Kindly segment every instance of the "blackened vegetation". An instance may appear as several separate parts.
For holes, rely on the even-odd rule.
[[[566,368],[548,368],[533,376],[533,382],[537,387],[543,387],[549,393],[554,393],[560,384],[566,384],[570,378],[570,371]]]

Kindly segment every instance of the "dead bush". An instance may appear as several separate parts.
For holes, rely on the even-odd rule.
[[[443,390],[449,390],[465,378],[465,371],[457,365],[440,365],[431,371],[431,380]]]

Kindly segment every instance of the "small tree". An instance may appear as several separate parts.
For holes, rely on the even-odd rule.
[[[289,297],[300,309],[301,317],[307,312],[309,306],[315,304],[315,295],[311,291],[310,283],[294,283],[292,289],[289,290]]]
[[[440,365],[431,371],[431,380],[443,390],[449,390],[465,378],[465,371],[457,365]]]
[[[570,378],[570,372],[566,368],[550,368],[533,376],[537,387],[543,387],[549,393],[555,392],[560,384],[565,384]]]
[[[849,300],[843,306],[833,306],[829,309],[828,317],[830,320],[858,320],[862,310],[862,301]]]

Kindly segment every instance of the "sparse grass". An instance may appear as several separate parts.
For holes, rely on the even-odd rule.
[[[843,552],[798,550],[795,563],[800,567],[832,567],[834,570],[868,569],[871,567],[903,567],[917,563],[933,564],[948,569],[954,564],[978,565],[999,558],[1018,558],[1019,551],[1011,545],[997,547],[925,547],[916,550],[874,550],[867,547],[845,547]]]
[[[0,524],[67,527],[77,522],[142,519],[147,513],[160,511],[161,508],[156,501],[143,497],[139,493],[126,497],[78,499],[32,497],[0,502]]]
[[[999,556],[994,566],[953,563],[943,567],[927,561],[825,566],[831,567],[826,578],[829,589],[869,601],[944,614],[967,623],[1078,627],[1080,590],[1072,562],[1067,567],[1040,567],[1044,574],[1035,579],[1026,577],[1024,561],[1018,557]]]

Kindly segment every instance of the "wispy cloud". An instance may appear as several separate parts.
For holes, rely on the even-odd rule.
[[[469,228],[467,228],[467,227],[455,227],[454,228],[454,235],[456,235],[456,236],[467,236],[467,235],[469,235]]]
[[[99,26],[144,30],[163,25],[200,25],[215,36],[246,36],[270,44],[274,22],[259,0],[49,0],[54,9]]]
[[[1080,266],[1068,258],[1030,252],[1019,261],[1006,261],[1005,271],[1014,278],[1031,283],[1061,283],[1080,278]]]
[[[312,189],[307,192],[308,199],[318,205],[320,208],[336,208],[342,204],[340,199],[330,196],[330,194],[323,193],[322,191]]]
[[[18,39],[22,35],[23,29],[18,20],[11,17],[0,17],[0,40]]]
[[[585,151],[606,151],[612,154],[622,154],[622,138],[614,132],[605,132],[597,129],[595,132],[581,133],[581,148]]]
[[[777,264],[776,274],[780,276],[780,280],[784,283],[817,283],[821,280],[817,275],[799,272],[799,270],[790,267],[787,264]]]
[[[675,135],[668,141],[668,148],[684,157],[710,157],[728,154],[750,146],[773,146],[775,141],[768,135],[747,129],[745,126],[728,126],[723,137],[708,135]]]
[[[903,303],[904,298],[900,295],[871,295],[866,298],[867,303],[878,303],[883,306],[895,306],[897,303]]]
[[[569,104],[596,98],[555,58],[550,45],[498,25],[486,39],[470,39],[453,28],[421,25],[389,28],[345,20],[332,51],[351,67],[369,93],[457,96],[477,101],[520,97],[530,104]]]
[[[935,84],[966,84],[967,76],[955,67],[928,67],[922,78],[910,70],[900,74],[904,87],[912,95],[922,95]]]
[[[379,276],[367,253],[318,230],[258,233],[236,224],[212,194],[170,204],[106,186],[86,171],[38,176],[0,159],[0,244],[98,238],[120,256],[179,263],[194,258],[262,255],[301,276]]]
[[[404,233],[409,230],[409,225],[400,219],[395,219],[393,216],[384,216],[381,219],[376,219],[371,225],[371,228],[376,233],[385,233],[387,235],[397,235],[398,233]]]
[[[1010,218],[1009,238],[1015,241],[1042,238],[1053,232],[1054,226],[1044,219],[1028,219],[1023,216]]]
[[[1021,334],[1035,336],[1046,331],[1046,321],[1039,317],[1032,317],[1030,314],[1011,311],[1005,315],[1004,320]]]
+--
Task - Each record should come back exactly as written.

Answer to the exercise -
Kindly segment every instance of the "blackened vegetation". An instance may appear as several separate parts.
For holes, rely on the even-odd rule.
[[[566,368],[548,368],[533,376],[533,382],[537,387],[543,387],[549,393],[554,393],[560,384],[566,384],[570,378],[570,371]]]

Kindly segment every instance of the "dead bush". An instance may appear as several separate parts.
For holes, rely on the even-odd rule.
[[[443,390],[449,390],[465,378],[465,371],[457,365],[440,365],[431,371],[431,380]]]

Kindly segment every instance of the "small tree". An instance may appear as several separate parts.
For holes, rely on the even-odd rule.
[[[289,297],[300,309],[301,317],[307,312],[309,306],[315,304],[315,295],[311,291],[310,283],[294,283],[292,289],[289,290]]]
[[[440,365],[431,371],[431,380],[443,390],[449,390],[465,378],[465,371],[457,365]]]
[[[570,378],[570,372],[566,368],[550,368],[533,376],[537,387],[543,387],[549,393],[555,392],[560,384],[565,384]]]
[[[849,300],[843,306],[833,306],[829,309],[828,317],[830,320],[858,320],[862,310],[862,301]]]

Kindly segment every instance of the "sparse grass". An instance may appear as several separate parts.
For holes, rely on the even-odd rule.
[[[843,552],[798,550],[795,563],[800,567],[832,567],[834,570],[868,569],[871,567],[903,567],[917,563],[933,564],[948,569],[954,564],[978,565],[999,558],[1018,558],[1019,551],[1011,545],[997,547],[925,547],[916,550],[874,550],[867,547],[845,547]]]
[[[0,524],[67,527],[77,522],[142,519],[147,513],[160,511],[161,508],[156,501],[143,497],[139,493],[126,497],[78,499],[32,497],[0,502]]]
[[[999,556],[994,566],[953,563],[943,567],[927,561],[825,566],[831,567],[826,578],[829,589],[869,601],[944,614],[967,623],[1078,627],[1080,590],[1072,562],[1067,567],[1040,567],[1044,574],[1035,579],[1026,577],[1024,561],[1018,557]]]

Kindly segment every instance of the "wispy cloud". An instance may appear as several separate parts.
For holes, rely on the even-odd rule.
[[[469,228],[467,228],[467,227],[455,227],[454,228],[454,235],[456,235],[456,236],[467,236],[467,235],[469,235]]]
[[[99,26],[144,30],[163,25],[200,25],[215,36],[246,36],[270,44],[274,22],[259,0],[49,0],[54,9]]]
[[[1080,266],[1068,258],[1030,252],[1019,261],[1006,261],[1005,271],[1014,278],[1031,283],[1061,283],[1080,278]]]
[[[312,189],[307,192],[308,199],[318,205],[320,208],[336,208],[342,204],[340,199],[330,196],[330,194],[323,193],[322,191]]]
[[[18,39],[22,35],[23,29],[18,20],[11,17],[0,17],[0,40]]]
[[[585,151],[606,151],[612,154],[622,154],[622,138],[614,132],[605,132],[597,129],[595,132],[581,133],[581,148]]]
[[[777,264],[776,274],[780,276],[780,280],[784,283],[817,283],[821,280],[817,275],[799,272],[799,270],[790,267],[787,264]]]
[[[675,135],[668,141],[668,148],[684,157],[710,157],[728,154],[750,146],[773,146],[775,141],[768,135],[747,129],[745,126],[728,126],[723,137],[708,135]]]
[[[903,303],[904,298],[900,295],[871,295],[866,298],[867,303],[878,303],[883,306],[895,306],[897,303]]]
[[[569,104],[596,98],[555,58],[550,45],[498,25],[486,39],[470,39],[453,28],[421,25],[389,28],[345,20],[332,51],[351,67],[369,93],[457,96],[477,101],[520,97],[530,104]]]
[[[935,84],[966,84],[967,76],[955,67],[928,67],[922,78],[910,70],[900,74],[904,87],[912,95],[922,95]]]
[[[379,276],[367,253],[318,230],[258,233],[236,224],[212,194],[170,204],[106,186],[86,171],[38,176],[0,159],[0,244],[98,238],[120,256],[179,263],[194,258],[262,255],[301,276]]]
[[[404,233],[409,230],[409,225],[400,219],[395,219],[393,216],[384,216],[381,219],[376,219],[371,225],[371,228],[376,233],[385,233],[387,235],[397,235],[398,233]]]
[[[1010,218],[1009,238],[1015,241],[1042,238],[1053,232],[1054,226],[1044,219],[1028,219],[1023,216]]]
[[[1021,334],[1035,336],[1046,331],[1046,321],[1039,317],[1032,317],[1030,314],[1011,311],[1005,315],[1004,320]]]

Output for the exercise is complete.